(Recorded data)
┄┄┄┄┄┄

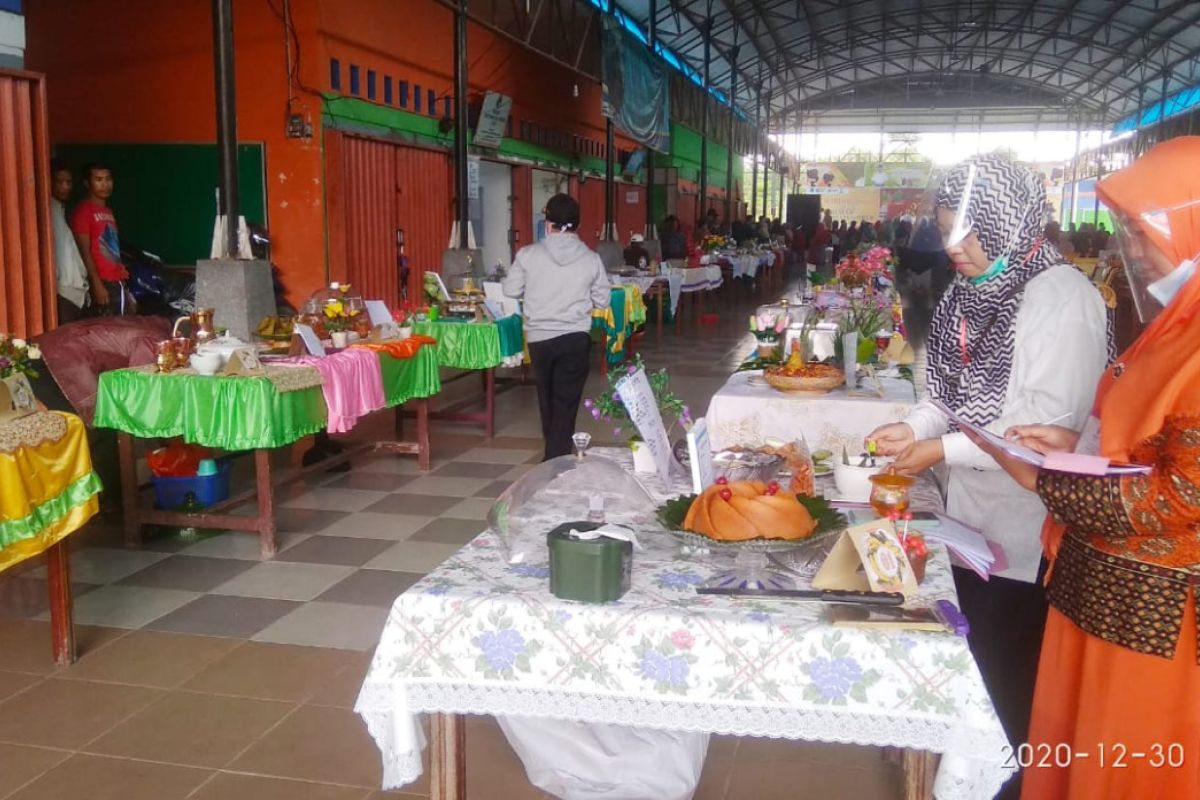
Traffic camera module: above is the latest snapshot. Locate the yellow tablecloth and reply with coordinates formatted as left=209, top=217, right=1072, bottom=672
left=0, top=411, right=101, bottom=571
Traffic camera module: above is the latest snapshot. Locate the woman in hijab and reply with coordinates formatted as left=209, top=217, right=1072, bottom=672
left=870, top=156, right=1108, bottom=762
left=974, top=137, right=1200, bottom=800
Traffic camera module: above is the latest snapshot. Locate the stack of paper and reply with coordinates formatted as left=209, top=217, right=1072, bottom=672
left=913, top=515, right=996, bottom=581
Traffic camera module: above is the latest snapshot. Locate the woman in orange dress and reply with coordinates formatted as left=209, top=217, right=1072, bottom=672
left=974, top=137, right=1200, bottom=800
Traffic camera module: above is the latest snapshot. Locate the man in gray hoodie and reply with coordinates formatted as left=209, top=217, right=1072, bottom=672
left=503, top=194, right=611, bottom=461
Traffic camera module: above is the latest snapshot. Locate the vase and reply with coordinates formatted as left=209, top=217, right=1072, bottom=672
left=629, top=441, right=659, bottom=475
left=758, top=337, right=779, bottom=360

┄┄┄┄┄┄

## Task to carry out
Rewrite everything from the line containing "Locate the man" down to the end of the records, swapping "latest snapshot" for "most recent snapshot" and leaving all else unchanged.

## Output of the exercise
Traffic camera module: above is the most recent snapshot. Locate the man in gray hoodie and reply with coordinates formatted as left=209, top=217, right=1072, bottom=672
left=503, top=194, right=611, bottom=461
Traffic camera module: above is the most recent snapshot. Locate the vase and reply with coordinates formatted as left=209, top=217, right=1072, bottom=672
left=629, top=441, right=659, bottom=475
left=758, top=337, right=779, bottom=360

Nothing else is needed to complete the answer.